(TASK DESCRIPTION):
After finding the line that includes "Query: evergreen tree" in the records below, transcribe it and each line after it through the last, exactly, and add nothing.

(Stored records)
+ + + + +

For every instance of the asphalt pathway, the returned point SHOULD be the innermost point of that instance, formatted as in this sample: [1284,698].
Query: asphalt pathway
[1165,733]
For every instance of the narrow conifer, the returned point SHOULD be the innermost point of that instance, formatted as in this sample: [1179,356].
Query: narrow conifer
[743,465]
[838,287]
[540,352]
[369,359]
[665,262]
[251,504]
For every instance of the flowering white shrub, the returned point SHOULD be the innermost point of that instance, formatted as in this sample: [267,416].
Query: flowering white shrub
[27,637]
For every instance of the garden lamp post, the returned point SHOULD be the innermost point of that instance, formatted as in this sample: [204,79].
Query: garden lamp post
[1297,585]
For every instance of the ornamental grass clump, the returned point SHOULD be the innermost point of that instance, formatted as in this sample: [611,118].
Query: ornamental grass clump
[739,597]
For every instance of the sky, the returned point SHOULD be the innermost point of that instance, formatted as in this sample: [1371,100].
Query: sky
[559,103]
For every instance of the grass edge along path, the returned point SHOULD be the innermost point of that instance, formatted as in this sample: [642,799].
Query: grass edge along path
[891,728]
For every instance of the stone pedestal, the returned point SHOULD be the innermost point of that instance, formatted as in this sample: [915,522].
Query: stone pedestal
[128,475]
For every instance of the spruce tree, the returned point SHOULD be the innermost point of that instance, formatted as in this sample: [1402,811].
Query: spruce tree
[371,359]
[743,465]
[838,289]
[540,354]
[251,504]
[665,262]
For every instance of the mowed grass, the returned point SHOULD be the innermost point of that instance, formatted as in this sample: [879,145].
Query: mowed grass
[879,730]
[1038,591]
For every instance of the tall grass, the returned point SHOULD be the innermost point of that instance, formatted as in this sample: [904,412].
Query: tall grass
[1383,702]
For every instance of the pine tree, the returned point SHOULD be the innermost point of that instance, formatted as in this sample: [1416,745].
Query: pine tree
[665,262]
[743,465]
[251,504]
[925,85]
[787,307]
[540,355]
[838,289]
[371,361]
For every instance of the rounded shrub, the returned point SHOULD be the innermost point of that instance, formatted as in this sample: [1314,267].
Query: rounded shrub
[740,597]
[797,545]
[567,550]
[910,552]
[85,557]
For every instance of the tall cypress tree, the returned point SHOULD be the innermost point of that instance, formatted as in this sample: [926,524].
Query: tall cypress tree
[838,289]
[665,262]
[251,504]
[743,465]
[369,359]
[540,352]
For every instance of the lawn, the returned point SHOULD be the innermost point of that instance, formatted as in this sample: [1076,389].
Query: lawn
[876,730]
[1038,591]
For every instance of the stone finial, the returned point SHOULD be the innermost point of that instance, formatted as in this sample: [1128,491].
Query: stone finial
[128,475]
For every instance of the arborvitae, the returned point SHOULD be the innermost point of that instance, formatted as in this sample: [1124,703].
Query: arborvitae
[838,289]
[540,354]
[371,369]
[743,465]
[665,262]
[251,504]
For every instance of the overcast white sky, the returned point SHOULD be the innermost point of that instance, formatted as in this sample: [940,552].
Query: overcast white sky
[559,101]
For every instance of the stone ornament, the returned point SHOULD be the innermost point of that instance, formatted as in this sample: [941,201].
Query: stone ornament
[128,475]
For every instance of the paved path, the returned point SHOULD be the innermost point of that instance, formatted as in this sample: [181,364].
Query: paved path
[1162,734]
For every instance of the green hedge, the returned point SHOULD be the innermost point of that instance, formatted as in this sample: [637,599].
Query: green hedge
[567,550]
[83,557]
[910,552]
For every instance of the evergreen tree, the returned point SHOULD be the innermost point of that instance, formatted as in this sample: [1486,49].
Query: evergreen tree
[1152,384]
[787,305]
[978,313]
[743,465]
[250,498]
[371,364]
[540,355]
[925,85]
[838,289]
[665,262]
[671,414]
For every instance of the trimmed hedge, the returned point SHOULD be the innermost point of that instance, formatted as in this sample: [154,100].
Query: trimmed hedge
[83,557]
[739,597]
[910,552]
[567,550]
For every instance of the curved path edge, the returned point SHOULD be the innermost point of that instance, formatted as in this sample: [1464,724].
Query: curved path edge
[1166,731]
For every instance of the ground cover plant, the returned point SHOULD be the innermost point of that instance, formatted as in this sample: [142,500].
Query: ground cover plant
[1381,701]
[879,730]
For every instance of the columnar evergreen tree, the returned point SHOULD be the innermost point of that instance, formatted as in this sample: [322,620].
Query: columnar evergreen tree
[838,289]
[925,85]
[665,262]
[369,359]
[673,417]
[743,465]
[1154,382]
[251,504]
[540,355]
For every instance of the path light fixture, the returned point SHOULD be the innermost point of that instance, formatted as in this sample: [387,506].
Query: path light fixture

+ + + + +

(SOLUTION TO THE PROBLEM):
Query: evergreen tree
[1152,384]
[787,305]
[978,313]
[743,465]
[250,498]
[371,364]
[540,355]
[925,85]
[838,289]
[665,262]
[671,414]
For every instance of the trimmed hedge, the returned point SHOULD be the innermost point of that instance, formatted as in this sample: [154,100].
Query: trimmed hedge
[83,557]
[739,597]
[910,552]
[567,550]
For every instance of the curved path edge, the returned point SHOULD be the innermost point of that instance, formatted as in this sample: [1464,724].
Query: curved path edge
[1166,731]
For every instance of the ground cover plant, the returned point SHOULD be the innermost point of that instance, formatted as in this sample: [142,500].
Query: ground cover plant
[1381,701]
[879,730]
For every instance of the columnar evergreen tree, the returned point SHOULD be the innermost point of that instance, formatted as in this sample: [322,620].
Query: columnar evergreen tree
[838,289]
[925,85]
[665,262]
[369,359]
[673,417]
[743,465]
[1154,382]
[251,504]
[540,355]
For every instance of the path light fixture, the returned point SHOULD be the innermost point of that instance, formatted as in this sample: [387,506].
Query: path light fixture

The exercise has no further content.